* [AUFGABE 1] Prüfen Sie anhand des Textes zum DFB-Reglement für Spielervermittler, ob die folgenden Aussagen zutreffen: (a) Es geht um die Frage, ob einzelne Regelungen des RfSV gegen das Kartellverbot aus Art. 101 Abs. 1 AEUV verstoßen. (b) Die Klägerin zu 2 ist ein deutsches Unternehmen. (c) Die Klägerin zu 1 zählt zu den führenden Beratungsunternehmen für junge Talente und Profifußballer in Deutschland. Antworten Sie jeweils mit Ja oder Nein und zitieren Sie die maßgebliche Textstelle wörtlich.
* [AUFGABE 2] Welcher Spruchkörper des Bundesgerichtshofs hat laut dem Text zum DFB-Reglement für Spielervermittler über die Regelungen des Reglements zu entscheiden?

Der BGH hat dem EuGH Fragen zur kartellrechtlichen Zulässigkeit des DFB-Reglements für Spielervermittler vorgelegt.

Die Pressemitteilung des BGH:
Bundesgerichtshof legt EuGH Fragen zur kartellrechtlichen Zulässigkeit des DFB-Reglements für
Spielervermittler vor

Der Kartellsenat des Bundesgerichtshofs hat darüber zu entscheiden, ob einzelne Regelungen des vom DFB erlassenen Reglements für Spielervermittler (RfSV) gegen das Kartellverbot aus Art. 101 Abs. 1 AEUV verstoßen.

Sachverhalt:

Die Klägerin zu 1 ist eines der führenden Beratungsunternehmen für junge Talente und Profifußballer in Deutschland. Ihre Tätigkeit umfasst die Beratung im Zusammenhang mit Transfers und Vertragsverlängerungen von Profifußballspielern. Ihr Gründer und Geschäftsführer ist der Kläger zu 3. Die Klägerin zu 2 ist ein österreichisches Unternehmen, das ebenfalls auf dem Gebiet der Spielervermittlung tätig ist.

* [DATENSATZ]
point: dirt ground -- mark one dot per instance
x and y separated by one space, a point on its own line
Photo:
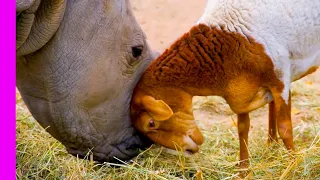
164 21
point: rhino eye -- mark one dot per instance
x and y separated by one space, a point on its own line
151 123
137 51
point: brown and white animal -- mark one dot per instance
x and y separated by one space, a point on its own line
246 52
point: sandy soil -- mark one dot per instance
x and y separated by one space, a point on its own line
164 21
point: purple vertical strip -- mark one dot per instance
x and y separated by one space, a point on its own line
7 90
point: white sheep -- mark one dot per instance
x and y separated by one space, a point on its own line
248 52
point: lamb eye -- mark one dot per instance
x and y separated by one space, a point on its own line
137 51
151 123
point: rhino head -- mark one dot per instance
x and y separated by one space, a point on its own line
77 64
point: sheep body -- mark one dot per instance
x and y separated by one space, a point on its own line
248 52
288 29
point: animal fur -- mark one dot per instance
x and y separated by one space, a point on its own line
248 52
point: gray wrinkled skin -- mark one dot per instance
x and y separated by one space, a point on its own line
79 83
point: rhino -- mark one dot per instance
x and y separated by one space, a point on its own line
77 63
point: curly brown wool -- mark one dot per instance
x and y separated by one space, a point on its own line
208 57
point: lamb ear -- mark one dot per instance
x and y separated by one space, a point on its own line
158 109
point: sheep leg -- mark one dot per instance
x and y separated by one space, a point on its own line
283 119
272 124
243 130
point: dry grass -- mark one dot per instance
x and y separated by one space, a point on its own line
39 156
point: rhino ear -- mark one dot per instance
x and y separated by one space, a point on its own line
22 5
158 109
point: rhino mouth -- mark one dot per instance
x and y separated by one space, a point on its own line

* [VOLLSTÄNDIGE LÖSUNG 1]
(a) Ja: „ob einzelne Regelungen des vom DFB erlassenen Reglements für Spielervermittler (RfSV) gegen das Kartellverbot aus Art. 101 Abs. 1 AEUV verstoßen“
(b) Nein: „Die Klägerin zu 2 ist ein österreichisches Unternehmen“
(c) Ja: „Die Klägerin zu 1 ist eines der führenden Beratungsunternehmen für junge Talente und Profifußballer in Deutschland.“

* [VOLLSTÄNDIGE LÖSUNG 2] Der Kartellsenat des Bundesgerichtshofs.